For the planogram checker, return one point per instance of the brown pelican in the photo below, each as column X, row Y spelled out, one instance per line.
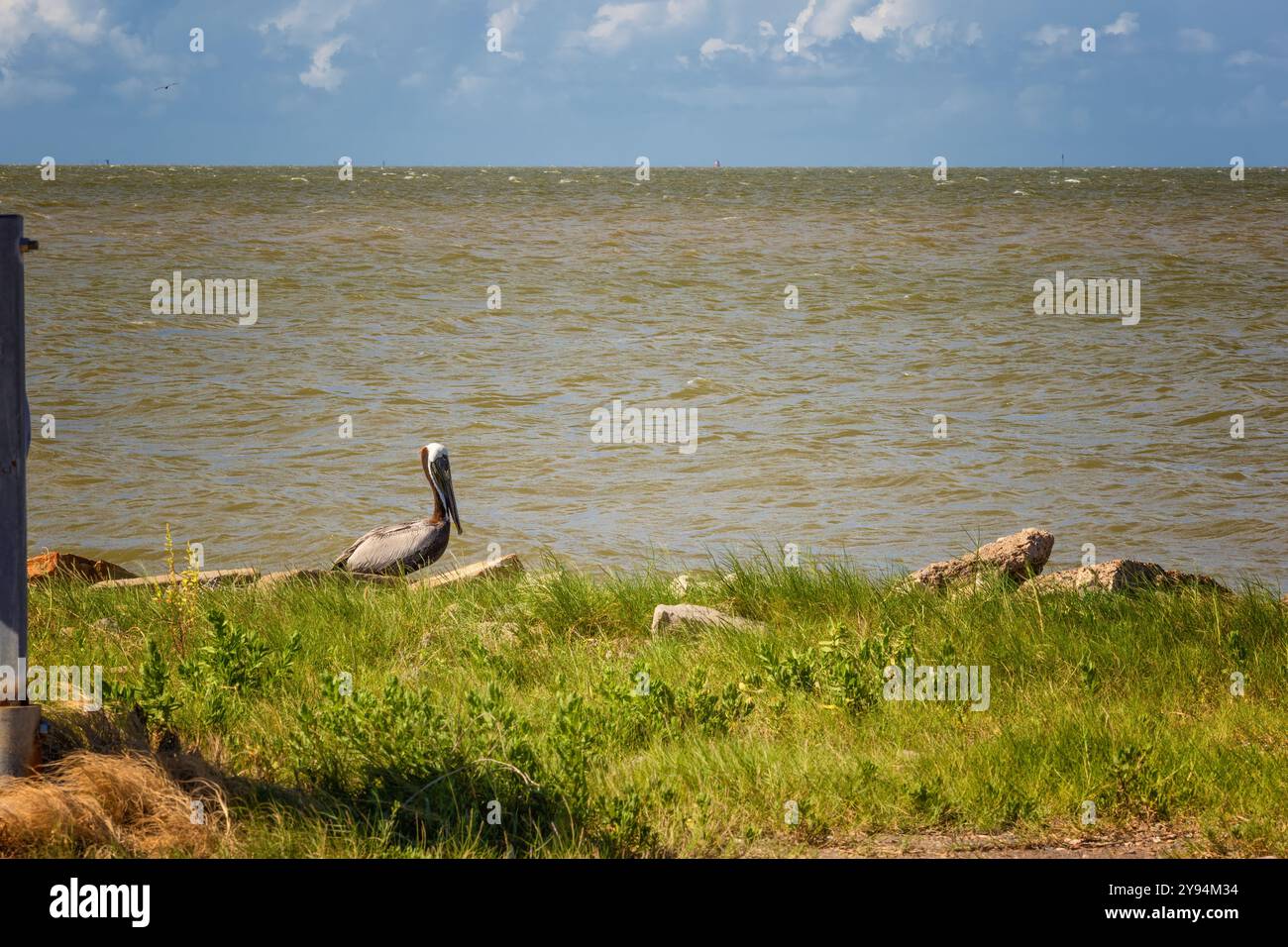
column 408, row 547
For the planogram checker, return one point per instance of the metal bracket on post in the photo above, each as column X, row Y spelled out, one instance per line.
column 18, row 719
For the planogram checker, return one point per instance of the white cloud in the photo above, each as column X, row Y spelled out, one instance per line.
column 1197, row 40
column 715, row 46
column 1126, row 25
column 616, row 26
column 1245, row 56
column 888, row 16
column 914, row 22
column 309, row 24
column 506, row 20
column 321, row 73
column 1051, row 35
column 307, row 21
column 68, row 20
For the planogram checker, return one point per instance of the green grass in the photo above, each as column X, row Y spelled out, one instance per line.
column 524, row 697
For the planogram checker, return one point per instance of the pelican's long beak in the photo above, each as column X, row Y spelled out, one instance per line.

:: What needs to be done ::
All of the data gets printed again exactly; the pictures do not.

:: Written solution ::
For the planogram checker, return one point per instance of the brown pelican in the photo below, each as column X, row Y spelled out, one instance per line.
column 408, row 547
For the planogram checker, return one point per instance of the metal bracket on post in the photo above, each as column X, row Y spelled out, one instance per line.
column 18, row 719
For the planogram checker, return one point per instance of the white cloud in the photo above, each as column X, row Y spelled out, one instance per line.
column 1197, row 40
column 715, row 46
column 1126, row 25
column 616, row 26
column 1245, row 56
column 888, row 16
column 914, row 22
column 309, row 24
column 506, row 20
column 321, row 73
column 1051, row 35
column 307, row 21
column 68, row 20
For the planogram checker, return one point per instance of the green grass in the photo above, each as column X, row Y spelled out, one instance per line.
column 524, row 697
For the planogram checker, return one point per instance of the pelican's long beak in the photo above, each as column X, row Y spelled out, one instance per line.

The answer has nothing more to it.